● Free-text object descriptions:
═══

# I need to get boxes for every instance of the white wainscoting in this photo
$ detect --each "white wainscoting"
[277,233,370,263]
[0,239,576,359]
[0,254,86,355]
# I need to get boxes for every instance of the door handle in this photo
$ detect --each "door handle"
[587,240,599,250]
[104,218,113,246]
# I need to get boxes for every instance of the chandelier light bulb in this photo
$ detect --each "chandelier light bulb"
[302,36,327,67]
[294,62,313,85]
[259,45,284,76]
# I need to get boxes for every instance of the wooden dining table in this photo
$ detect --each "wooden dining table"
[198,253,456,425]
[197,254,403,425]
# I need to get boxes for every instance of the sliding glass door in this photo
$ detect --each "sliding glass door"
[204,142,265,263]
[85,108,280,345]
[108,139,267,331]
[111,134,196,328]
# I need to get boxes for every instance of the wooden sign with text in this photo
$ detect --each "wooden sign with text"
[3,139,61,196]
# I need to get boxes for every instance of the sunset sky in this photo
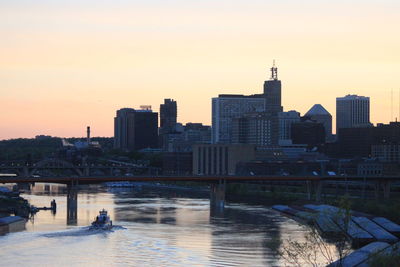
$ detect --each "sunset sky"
[1,0,400,139]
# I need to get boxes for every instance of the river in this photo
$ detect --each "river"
[0,183,338,266]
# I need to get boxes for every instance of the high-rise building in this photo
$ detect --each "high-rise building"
[160,99,177,133]
[212,95,265,143]
[263,62,283,114]
[232,112,278,146]
[304,104,332,141]
[278,110,300,144]
[114,107,158,151]
[336,94,370,131]
[211,63,283,144]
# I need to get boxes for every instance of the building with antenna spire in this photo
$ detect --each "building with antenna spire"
[263,61,283,114]
[211,62,283,145]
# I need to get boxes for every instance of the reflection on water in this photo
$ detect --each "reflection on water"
[0,183,337,266]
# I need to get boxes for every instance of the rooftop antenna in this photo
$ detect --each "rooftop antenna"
[270,60,278,80]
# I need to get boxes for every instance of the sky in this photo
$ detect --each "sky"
[1,0,400,139]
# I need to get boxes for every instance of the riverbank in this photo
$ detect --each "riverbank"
[224,183,400,224]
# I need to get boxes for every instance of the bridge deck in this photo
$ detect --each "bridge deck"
[1,175,400,184]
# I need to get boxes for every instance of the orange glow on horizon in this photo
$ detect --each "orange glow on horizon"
[1,1,400,139]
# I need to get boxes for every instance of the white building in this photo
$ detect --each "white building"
[336,94,370,131]
[212,95,265,143]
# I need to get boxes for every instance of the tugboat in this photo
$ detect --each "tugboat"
[91,209,113,230]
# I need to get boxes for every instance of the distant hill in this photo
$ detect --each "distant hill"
[0,137,113,161]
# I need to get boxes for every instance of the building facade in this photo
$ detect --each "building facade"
[263,63,283,114]
[291,120,325,146]
[304,104,332,141]
[114,108,158,151]
[372,144,400,163]
[278,110,300,144]
[212,95,265,143]
[336,94,370,131]
[335,122,400,158]
[232,112,278,146]
[193,144,256,175]
[160,99,177,133]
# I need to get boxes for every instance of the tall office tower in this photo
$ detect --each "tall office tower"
[114,107,158,151]
[263,62,283,114]
[278,110,301,144]
[336,94,371,131]
[232,112,278,146]
[304,104,332,141]
[160,99,177,133]
[212,95,265,143]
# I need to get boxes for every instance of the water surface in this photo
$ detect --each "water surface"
[0,183,336,266]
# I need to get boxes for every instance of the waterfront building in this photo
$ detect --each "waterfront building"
[114,107,158,151]
[192,144,256,175]
[278,110,300,144]
[212,95,265,143]
[304,104,332,141]
[336,94,371,131]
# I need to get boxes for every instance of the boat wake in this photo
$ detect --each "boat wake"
[42,225,126,238]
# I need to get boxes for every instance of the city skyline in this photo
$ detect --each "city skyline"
[1,0,400,139]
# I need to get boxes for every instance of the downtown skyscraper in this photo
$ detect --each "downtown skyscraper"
[212,63,283,145]
[336,94,371,131]
[114,107,158,151]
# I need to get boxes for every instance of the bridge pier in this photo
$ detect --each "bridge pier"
[306,181,311,200]
[67,184,78,225]
[84,167,90,176]
[22,166,29,177]
[314,180,322,202]
[210,180,226,213]
[306,180,322,202]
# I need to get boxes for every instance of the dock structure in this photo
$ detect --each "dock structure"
[272,204,400,265]
[328,242,390,267]
[352,217,398,243]
[0,216,26,235]
[272,205,343,236]
[272,205,314,223]
[314,214,342,236]
[372,217,400,237]
[304,204,374,246]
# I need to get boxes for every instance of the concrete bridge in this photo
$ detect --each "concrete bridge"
[1,173,399,203]
[0,158,154,177]
[1,160,399,225]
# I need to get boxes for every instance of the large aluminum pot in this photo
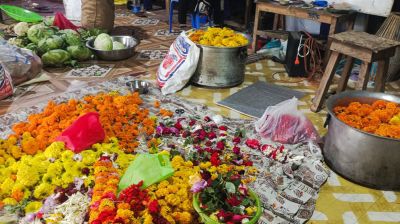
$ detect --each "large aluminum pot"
[324,91,400,190]
[190,35,249,88]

═══

● Task to carry out: Please return the entries above exactly as they appear, but without the pictures.

● Answer section:
# I need to get boxes for every instance of the white wainscoting in this photo
$ detect --each "white wainscoting"
[277,233,370,263]
[0,239,576,359]
[0,254,86,355]
# I need to get boxes for every instance of the door handle in this photo
$ detect --each "door handle"
[587,240,599,250]
[104,218,113,246]
# I need to get boxes for every instance of the chandelier light bulb in this photo
$ detect --each "chandelier light bulb"
[302,36,327,67]
[294,62,313,85]
[259,45,284,76]
# I need to get boxes for every instance of the wooden dining table in this photo
$ detect --each "wooden dining table"
[198,253,456,425]
[197,254,403,425]
# I need to get boxes for every instance of the sliding glass door in this photo
$ detect --each "sliding glass door"
[204,142,265,263]
[85,108,280,345]
[108,139,267,331]
[111,134,196,328]
# I need to get boxes for every instance of the wooden sign with text in this photo
$ detect --each "wooden sign with text"
[3,139,61,196]
# I need to get boxes for every instance of the sunset sky in this photo
$ detect --each "sunset sky"
[1,0,400,139]
# I need to get boxes for every instance of the river in this photo
$ detect --each "river"
[0,183,338,266]
# I need to get boxes for every instance of the high-rise building in this photo
$ detect --each "high-rise building"
[160,99,177,133]
[212,95,265,143]
[263,62,283,114]
[232,112,278,146]
[304,104,332,141]
[278,110,300,144]
[114,107,158,151]
[336,94,370,131]
[211,63,283,144]
# I need to get boxes for every instance of the building with antenna spire in this photo
$ detect --each "building with antenna spire"
[263,61,283,114]
[211,62,283,145]
# I need to get boxes for every instance of the reflection on water in this photo
$ detect --each "reflection on water"
[0,183,337,266]
# I need to get boxes for every instance of the rooftop antenna in this photo
$ detect --each "rooftop antenna"
[270,60,278,80]
# I need to get boxes for every instance of the sky in this photo
$ detect --each "sky"
[1,0,400,139]
# I need to get boxes for every instance of the riverbank in this photo
$ detect --each "riverbank"
[224,183,400,224]
# I need to get boxes for every instance of the bridge deck in this photo
$ detect --each "bridge deck"
[1,175,400,184]
# I need to get boxes for every instance of the orange glow on horizon in this photo
$ detect --each "orange glow on horizon"
[1,1,400,139]
# I need to get boxes for every instance of the white building in this photo
$ detect --each "white building"
[336,94,370,131]
[212,95,265,143]
# I need to get boxes for every instance of the tugboat in this photo
$ detect --each "tugboat"
[91,209,113,230]
# I need to get boxes for every instance of the distant hill in this photo
$ detect --each "distant hill"
[0,137,113,161]
# I need to get boxes for every instance of the building facade in this photo
$ detect --each "building facade"
[263,63,283,114]
[291,120,325,146]
[304,104,332,141]
[114,108,158,151]
[372,144,400,163]
[278,110,300,144]
[212,95,265,143]
[336,94,370,131]
[335,122,400,158]
[232,112,278,146]
[193,144,256,175]
[160,99,177,133]
# I need to get boxes for every instance of the tall office tower in this photo
$ detect --each "tall office tower"
[114,107,158,151]
[263,62,283,114]
[278,110,301,144]
[336,94,371,131]
[232,112,278,146]
[304,104,332,141]
[160,99,177,133]
[212,95,265,143]
# I need to get boxes for every instance of the water surface in this photo
$ detect --each "water surface"
[0,183,336,266]
# I need to get boxes for every instance of the waterfront building in this photo
$ detect --each "waterfront building"
[114,107,158,151]
[192,144,256,175]
[278,110,300,144]
[212,95,265,143]
[304,104,332,141]
[336,94,371,131]
# I need to get boxes for every instance of the boat wake in this photo
$ detect --each "boat wake"
[42,225,126,238]
# I need to get boxes for every instance of the city skyline in this photo
$ detect --each "city skyline"
[1,0,400,139]
# I need to get boxes for every instance of the downtown skyscraper in this photo
$ detect --each "downtown skyscraper"
[212,63,283,145]
[336,94,371,131]
[114,107,158,151]
# I need to get boxes for every instance of the bridge pier in this photo
$ detect --each "bridge pier"
[306,181,311,200]
[67,184,78,225]
[84,167,90,176]
[22,166,29,177]
[314,180,322,202]
[210,180,226,213]
[306,180,322,202]
# I need to get boxes for every instance of the dock structure in this photo
$ detect --each "dock structure"
[272,204,400,265]
[328,242,390,267]
[352,217,398,243]
[0,216,26,235]
[272,205,343,236]
[272,205,314,223]
[314,214,342,236]
[372,217,400,237]
[304,204,374,246]
# I need to get boxes for every instance of the concrete bridge in this photo
$ detect --each "concrete bridge"
[1,173,399,203]
[0,158,154,177]
[1,160,399,225]
# I need to get boxes for every instance of the large aluminum pot in this photo
$ detect --each "large aluminum pot"
[324,91,400,190]
[190,35,249,88]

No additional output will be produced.